Task item >> Which lines in the data below contain the word "overcast"? Copy each of them.

Stored data >>
╭──

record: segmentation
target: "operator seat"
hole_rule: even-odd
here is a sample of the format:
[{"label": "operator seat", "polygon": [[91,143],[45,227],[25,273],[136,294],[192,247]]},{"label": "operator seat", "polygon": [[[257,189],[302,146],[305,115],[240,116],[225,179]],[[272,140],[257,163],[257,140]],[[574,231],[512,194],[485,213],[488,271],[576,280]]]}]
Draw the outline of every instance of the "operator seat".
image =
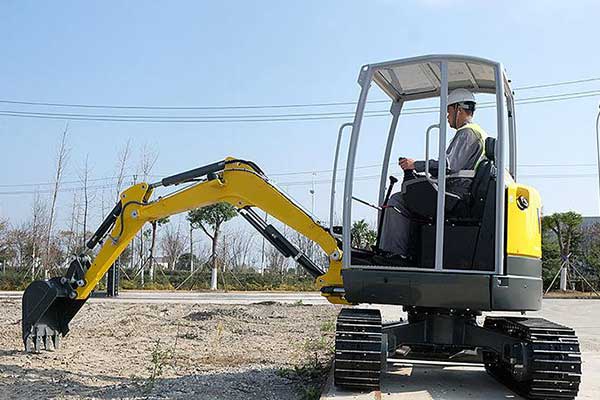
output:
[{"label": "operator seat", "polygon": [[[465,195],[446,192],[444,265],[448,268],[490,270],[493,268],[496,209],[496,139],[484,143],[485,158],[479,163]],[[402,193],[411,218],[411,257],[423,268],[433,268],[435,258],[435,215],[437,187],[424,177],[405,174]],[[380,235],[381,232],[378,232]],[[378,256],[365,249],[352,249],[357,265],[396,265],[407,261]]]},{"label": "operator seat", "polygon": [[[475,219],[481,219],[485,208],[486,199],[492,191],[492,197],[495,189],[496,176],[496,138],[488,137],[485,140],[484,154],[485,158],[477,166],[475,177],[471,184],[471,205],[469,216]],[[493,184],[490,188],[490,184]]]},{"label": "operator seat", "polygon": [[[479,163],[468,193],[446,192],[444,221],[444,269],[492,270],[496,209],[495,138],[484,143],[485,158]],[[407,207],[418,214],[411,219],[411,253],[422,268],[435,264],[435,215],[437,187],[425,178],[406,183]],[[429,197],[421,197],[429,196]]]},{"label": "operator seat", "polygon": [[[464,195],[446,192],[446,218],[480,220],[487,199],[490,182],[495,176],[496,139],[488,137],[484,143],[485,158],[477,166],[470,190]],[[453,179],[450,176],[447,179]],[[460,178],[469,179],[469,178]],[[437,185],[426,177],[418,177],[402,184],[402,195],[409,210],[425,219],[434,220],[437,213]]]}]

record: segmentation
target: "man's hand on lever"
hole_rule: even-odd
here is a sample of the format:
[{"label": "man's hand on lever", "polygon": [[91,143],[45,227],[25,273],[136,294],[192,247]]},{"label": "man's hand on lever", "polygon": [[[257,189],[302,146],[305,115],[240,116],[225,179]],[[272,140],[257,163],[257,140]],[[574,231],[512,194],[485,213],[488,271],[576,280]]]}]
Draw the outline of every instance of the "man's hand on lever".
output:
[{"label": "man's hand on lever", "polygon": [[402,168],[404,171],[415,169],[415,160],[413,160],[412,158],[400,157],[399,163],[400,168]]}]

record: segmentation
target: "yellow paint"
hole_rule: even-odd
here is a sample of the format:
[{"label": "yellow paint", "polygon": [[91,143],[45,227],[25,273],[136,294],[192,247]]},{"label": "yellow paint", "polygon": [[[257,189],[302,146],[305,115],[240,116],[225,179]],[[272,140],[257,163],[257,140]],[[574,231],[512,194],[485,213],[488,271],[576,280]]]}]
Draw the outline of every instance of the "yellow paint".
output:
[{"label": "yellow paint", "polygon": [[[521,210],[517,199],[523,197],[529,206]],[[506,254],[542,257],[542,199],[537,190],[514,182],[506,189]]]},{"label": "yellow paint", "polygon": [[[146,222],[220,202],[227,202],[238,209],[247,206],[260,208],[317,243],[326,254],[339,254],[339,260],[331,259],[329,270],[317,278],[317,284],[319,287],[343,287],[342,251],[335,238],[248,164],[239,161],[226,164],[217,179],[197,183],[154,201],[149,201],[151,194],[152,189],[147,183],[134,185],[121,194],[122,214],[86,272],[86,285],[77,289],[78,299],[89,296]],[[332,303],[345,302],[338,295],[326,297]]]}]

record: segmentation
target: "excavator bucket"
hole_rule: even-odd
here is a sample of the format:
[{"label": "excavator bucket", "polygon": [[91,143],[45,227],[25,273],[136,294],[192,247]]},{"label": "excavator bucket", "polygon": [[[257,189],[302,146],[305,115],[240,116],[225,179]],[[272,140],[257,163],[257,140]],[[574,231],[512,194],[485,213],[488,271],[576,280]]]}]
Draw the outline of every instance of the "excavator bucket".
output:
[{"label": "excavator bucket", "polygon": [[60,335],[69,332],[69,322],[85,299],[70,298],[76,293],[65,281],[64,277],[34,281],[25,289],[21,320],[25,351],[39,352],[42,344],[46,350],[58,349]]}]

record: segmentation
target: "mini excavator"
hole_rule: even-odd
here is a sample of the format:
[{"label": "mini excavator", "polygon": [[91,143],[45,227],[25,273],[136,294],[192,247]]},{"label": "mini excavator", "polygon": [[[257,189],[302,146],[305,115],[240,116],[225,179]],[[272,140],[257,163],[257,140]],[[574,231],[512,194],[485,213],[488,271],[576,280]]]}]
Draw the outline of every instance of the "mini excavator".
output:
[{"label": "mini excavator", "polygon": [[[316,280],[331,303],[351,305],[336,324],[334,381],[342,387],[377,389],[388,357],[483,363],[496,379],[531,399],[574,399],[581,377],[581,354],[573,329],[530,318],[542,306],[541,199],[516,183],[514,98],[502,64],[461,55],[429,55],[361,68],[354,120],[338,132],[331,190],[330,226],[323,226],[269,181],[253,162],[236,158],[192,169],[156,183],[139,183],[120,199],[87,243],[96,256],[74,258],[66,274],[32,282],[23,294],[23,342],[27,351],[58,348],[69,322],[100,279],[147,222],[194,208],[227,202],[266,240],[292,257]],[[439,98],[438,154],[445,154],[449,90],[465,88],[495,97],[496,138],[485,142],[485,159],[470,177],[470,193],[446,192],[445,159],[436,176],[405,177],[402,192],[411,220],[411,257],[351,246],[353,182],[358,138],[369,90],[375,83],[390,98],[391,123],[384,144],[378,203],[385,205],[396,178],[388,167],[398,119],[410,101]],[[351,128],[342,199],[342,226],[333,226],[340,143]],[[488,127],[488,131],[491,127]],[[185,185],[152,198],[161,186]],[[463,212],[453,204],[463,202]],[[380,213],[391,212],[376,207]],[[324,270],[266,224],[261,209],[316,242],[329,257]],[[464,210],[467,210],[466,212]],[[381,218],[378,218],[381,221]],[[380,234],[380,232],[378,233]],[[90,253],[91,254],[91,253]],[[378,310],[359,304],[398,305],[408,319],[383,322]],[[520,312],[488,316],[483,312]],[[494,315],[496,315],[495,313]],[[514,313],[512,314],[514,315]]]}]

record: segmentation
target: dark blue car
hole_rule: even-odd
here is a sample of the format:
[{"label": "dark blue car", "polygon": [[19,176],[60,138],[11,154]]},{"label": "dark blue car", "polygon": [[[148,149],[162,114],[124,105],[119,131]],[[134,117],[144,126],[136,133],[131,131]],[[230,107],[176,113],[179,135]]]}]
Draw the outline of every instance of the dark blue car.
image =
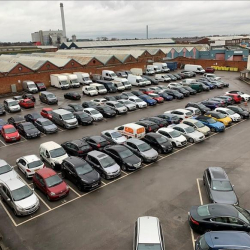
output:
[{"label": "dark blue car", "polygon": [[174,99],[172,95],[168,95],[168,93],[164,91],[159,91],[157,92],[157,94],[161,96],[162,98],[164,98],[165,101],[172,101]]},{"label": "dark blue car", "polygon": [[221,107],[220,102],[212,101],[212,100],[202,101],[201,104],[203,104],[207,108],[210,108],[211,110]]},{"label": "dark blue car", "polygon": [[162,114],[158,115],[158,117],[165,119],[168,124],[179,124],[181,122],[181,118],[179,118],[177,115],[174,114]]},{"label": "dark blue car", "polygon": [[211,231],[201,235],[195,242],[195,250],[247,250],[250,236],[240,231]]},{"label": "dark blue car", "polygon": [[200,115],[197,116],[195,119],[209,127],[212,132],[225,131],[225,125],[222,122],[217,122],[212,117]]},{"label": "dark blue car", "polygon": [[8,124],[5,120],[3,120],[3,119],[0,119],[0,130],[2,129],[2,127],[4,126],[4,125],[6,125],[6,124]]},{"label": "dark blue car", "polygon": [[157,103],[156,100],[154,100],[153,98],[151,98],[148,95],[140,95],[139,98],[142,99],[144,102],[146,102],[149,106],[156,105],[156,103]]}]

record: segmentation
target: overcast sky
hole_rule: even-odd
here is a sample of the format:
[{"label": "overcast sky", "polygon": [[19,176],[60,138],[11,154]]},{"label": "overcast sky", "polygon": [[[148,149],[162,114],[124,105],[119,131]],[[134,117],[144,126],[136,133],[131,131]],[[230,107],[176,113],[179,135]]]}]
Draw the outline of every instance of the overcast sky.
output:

╰──

Written reply >>
target: overcast sky
[{"label": "overcast sky", "polygon": [[19,176],[60,138],[11,154]]},{"label": "overcast sky", "polygon": [[[148,149],[162,114],[124,105],[119,131]],[[134,117],[144,126],[136,133],[131,131]],[[230,107],[176,113],[179,135]]]}]
Draw the outline of every instance of the overcast sky.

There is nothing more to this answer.